#### Document excerpt ####

Friday, November 13, 2009

Inspiration: Part 2

I´m sitting at an Internet Point outside of security at the Munich airport and since I have six more hours before departing for Pisa, I thought I could at least add another bit of inspiration to the blog. I´ve got a lot of catching up to do and no internet time in which to do it, plus visitors arriving tomorrow! But catch up I will...

In the meantime, please enjoy this clip of some of the women of Gee´s Bend, Alabama speaking about their lives and their quilting process. I want to write more about these women (I visited them with my father and Lloyd back in 2007), but for now I give you the clip and encourage you to view others on Youtube as well. These women were a significant inspiration for QUILTED and you´ll see why much faster just watching them than reading anything I write about them.

WOMEN OF GEE´S BEND, ALABAMA

(The above is a link...click on it!)

####

__Exercise task 1__:
Could you repeat the blog post between "I´m sitting at" and "link...click on it!)", inclusive?
The blog post and the rows below come from unrelated sources.

#### Records for the exercise ####

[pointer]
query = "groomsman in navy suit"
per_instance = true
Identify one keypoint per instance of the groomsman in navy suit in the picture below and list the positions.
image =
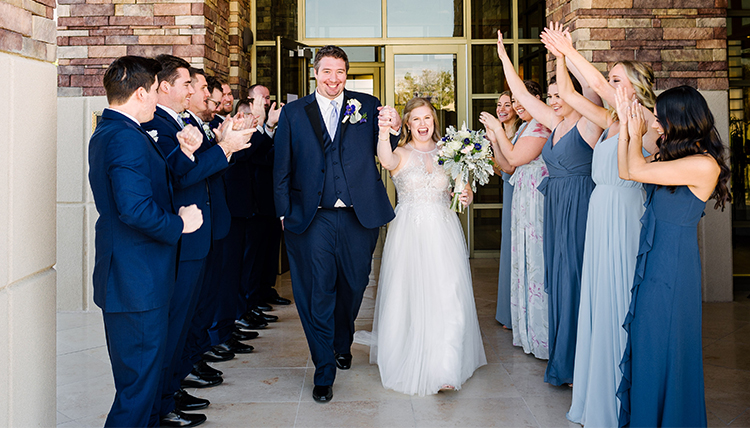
(332, 202)
(203, 186)
(136, 234)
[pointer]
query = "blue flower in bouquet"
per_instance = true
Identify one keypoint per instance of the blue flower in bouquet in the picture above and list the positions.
(466, 157)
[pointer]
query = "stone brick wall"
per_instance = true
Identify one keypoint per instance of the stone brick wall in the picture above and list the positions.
(684, 40)
(92, 33)
(27, 28)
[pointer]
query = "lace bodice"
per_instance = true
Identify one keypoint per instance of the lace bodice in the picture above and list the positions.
(421, 180)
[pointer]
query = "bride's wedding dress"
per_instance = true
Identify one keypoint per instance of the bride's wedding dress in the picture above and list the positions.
(425, 329)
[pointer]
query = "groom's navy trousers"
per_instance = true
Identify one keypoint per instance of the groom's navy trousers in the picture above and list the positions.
(330, 265)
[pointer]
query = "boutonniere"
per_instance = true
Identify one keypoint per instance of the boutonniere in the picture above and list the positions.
(351, 112)
(208, 131)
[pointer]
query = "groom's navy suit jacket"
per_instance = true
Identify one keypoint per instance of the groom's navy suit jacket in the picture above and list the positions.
(137, 231)
(299, 163)
(203, 186)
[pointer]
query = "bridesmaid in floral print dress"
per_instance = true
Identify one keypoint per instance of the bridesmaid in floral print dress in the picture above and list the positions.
(527, 297)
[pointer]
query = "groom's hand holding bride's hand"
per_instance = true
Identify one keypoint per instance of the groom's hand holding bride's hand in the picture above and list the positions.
(466, 197)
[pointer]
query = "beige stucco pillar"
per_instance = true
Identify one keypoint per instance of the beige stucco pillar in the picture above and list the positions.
(28, 128)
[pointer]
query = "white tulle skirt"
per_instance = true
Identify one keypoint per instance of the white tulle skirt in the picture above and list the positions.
(425, 328)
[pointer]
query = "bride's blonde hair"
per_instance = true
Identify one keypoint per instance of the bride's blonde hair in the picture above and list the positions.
(410, 106)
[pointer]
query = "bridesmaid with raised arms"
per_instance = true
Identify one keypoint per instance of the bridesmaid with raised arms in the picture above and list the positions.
(612, 231)
(567, 154)
(509, 123)
(525, 270)
(662, 383)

####

__Exercise task 2__:
Which lines in the rows contain the word "brick"? Gather every one of them.

__Task result 1__:
I´m sitting at an Internet Point outside of security at the Munich airport and since I have six more hours before departing for Pisa, I thought I could at least add another bit of inspiration to the blog. I´ve got a lot of catching up to do and no internet time in which to do it, plus visitors arriving tomorrow! But catch up I will...

In the meantime, please enjoy this clip of some of the women of Gee´s Bend, Alabama speaking about their lives and their quilting process. I want to write more about these women (I visited them with my father and Lloyd back in 2007), but for now I give you the clip and encourage you to view others on Youtube as well. These women were a significant inspiration for QUILTED and you´ll see why much faster just watching them than reading anything I write about them.

WOMEN OF GEE´S BEND, ALABAMA

(The above is a link...click on it!)

__Task result 2__:
query = "stone brick wall"
Identify one keypoint per instance of the stone brick wall in the picture above and list the positions.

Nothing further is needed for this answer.